The plurality of spiral-shaped channels may be defined by spiral-shaped walls comprising an upper end, located at the top of the enclosure, and a lower end, located at the bottom of the enclosure, wherein the fluid flowing through the channels flows from the upper end to the lower end, or from the lower end to the upper end. Each wall also comprises two surfaces, a front surface and a back surface, wherein the front surface is the surface which the solid particles mostly contact and through which they slide down. With respect to a vertical cross-section (as will be seen clearly from the drawings), there is an inner region of the wall extending close to and including the inner edge of the wall. The spiral-shaped walls may connect one enclosure to the next concentric enclosure. In one embodiment, a horizontal cross section of each wall defines a line which radially extends towards the centre of the concentric enclosures. In such configuration, the walls may have a flat surface running from the upper end to the lower end. In another, more preferred, configuration, the walls are arranged such that a horizontal cross section of each wall does not extend radially towards the centre, but has a specific inclination angle with respect to said direction. In this configuration, the wall surfaces running from the upper end to the lower end are not flat, but are either curved downwards from the inner region towards the outer region, forming an arched or concave-like shape, or curved upwards from the inner region towards the outer region, thereby forming an arched or convex-like shape.

According to an embodiment, the plurality of spiral-shaped walls of the outermost cavity are curved downwards from the inner region towards the outer region, and the plurality of spiral-shaped walls of the at least one inner cavity are curved upwards from the inner region towards the outer region. This configuration provides the advantage of allowing solids which contact the walls to slide downwards closer to the outer region in the outermost cavity, and allowing solids to move downwards closer to the inner region in the at least one inner cavity.

According to an embodiment, a distance between each concentric enclosure and the next enclosure is between 25 millimetres and 800 millimetres, preferably between 50 millimetres and 800 millimetres, more preferably between 50 millimetres and 500 millimetres, more preferably between 50 millimetres and 200 millimetres. For smaller separation devices, a distance of between 25 millimetres and 200 millimetres, preferably between 25 millimetres and 100 millimetres is also preferred.

According to an embodiment, the at least three concentric enclosures correspond to at least three concentric tubes and the at least two concentric cavities correspond to at least two concentric rings. In a preferred embodiment of the invention, the enclosures have a tubular shape, such as a cylindrical shape defined by a circular horizontal cross-section. In this preferred embodiment, the cavities defined therewith have ring shapes. This allows the separation device to be fit in a round reactor tank and to provide an even fluid distribution, which cannot be achieved with separation devices with a rectangular horizontal cross-section. Additionally, a cylindrical shape combined with the spiral-shaped channels, provides a much stiffer structure of the separation device, and it allows to reduce the thickness of the walls forming the channels, because they are no longer long and straight.

According to an embodiment, the separation device comprises at least four concentric enclosures defining at least three concentric cavities. This structure provides one outermost cavity where the fluid may flow downwards, and at least two inner cavities for the fluid to flow upwards. In a concentric structure, the outermost enclosure has a larger diameter and therefore can be provided with more channels than the inner cavities, thereby carrying more fluid. By having at least two inner cavities, the channels of the inner cavities can have more suitable dimensions and the system can provide better performance.

Raw data:
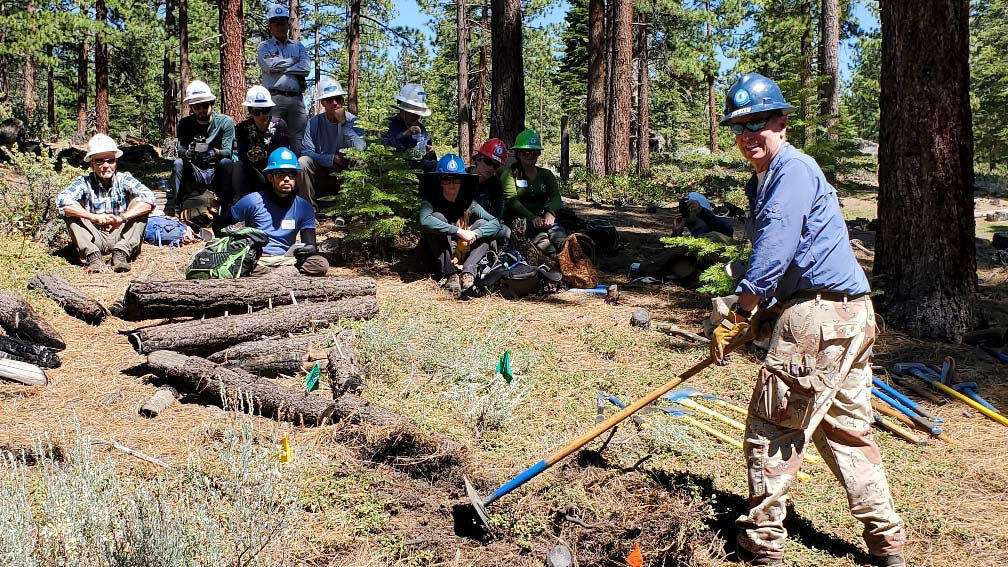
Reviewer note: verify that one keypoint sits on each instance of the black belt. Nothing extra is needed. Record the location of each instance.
(828, 296)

Exercise:
Write out the portion of the separation device passage that opens with the words "According to an embodiment, the separation" and ends after "provide better performance.", copying it word for word.

Expected answer:
According to an embodiment, the separation device comprises at least four concentric enclosures defining at least three concentric cavities. This structure provides one outermost cavity where the fluid may flow downwards, and at least two inner cavities for the fluid to flow upwards. In a concentric structure, the outermost enclosure has a larger diameter and therefore can be provided with more channels than the inner cavities, thereby carrying more fluid. By having at least two inner cavities, the channels of the inner cavities can have more suitable dimensions and the system can provide better performance.